There has been a strong trend out of the cities, and for houses with more space above units with small square footage. On top of that, home working has freed up many city residents to move to more regional areas.
Rents on the South Coast have gone up over 22% in the last year, while on the Central Coast, they have risen 19.5%.
“In some pockets of Sydney, many parts of the Central Coast and Newcastle and a few parts of Wollongong, rents have significantly grown,” said Plohl. “It comes down to the large rental crisis in these markets.”
“For some of our clients, especially outside of Sydney and in the housing market not units, we’ve seen a big increase in asking rents and also we’ve seen many instances where prospective tenants have paid well above asking rents.”
“For instance, a property that is listed for $550 a week, we get applications at $570 and even up to $590.”
“I’ve had instances in my personal portfolio – the last was up in the north of Brisbane: we listed for $360 and ended up renting for $390. It’s definitely happening across the board in many markets. That’s what we’re seeing at the coalface.”
This is contributing to what has been described as the “two Australias”, where some are permanently priced out of buying but also live in areas where renting is increasingly unaffordable.
“There’s been a few instances where, in some markets, it is becoming cheaper to buy than to rent,” said Plohl. “We’ve seen that in a bunch of different locations.”
“The deposit a big thing that is holding people back. If you’re in Sydney, where the median price is $1.3 million or thereabouts, needing even a 10% deposit is $130,000, or a 20% is $260,000. Who has that funding lying around?”
“It’s very challenging. They might be able to afford the mortgage repayments, but they can’t come up with those numbers. That’s something that’s very common and that we are seeing in Sydney.”
Clients are getting around this by staying in the cities to live, but buying elsewhere, a phenomenon known as ‘rentvesting’.
“Then it comes back to lots of people, lots of our clients, who are looking at the rentvesting strategy,” explains Plohl.
“They work in Sydney and they like it there, so they don’t necessarily want to leave and will continue renting, and the deposit that they have won’t buy them a property in Sydney anyway.”
“So let’s go put that into a regional location, whether that’s Central Coast and Newcastle or regional Victoria, New South Wales or up in Brisbane where it’s much more affordable and you can get a good rental return. We’re seeing that strategy increasing in demand considerably.”

◆ **Information supplied**
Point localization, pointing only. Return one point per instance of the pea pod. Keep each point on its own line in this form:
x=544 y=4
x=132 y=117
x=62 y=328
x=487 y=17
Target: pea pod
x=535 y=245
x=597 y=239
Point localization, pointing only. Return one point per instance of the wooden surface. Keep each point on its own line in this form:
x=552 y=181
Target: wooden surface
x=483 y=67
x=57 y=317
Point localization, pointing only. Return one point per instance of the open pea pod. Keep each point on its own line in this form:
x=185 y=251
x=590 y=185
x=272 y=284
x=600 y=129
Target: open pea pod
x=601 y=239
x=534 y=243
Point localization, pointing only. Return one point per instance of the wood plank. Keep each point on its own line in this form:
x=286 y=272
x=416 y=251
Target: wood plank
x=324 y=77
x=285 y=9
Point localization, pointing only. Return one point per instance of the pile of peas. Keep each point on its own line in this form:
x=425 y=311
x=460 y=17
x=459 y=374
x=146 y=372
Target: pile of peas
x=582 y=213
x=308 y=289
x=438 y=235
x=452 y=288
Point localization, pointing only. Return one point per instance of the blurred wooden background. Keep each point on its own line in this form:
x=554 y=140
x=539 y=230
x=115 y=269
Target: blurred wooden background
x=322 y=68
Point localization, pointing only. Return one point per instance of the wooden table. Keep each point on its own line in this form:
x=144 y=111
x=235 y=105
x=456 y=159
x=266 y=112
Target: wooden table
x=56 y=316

◆ **Exercise aim**
Reproduce the rising-rents text starting at "This is contributing" and ending at "is increasingly unaffordable.", and substitute "out of reach" for "unaffordable". The lines come from a separate source.

◆ **Reply**
This is contributing to what has been described as the “two Australias”, where some are permanently priced out of buying but also live in areas where renting is increasingly out of reach.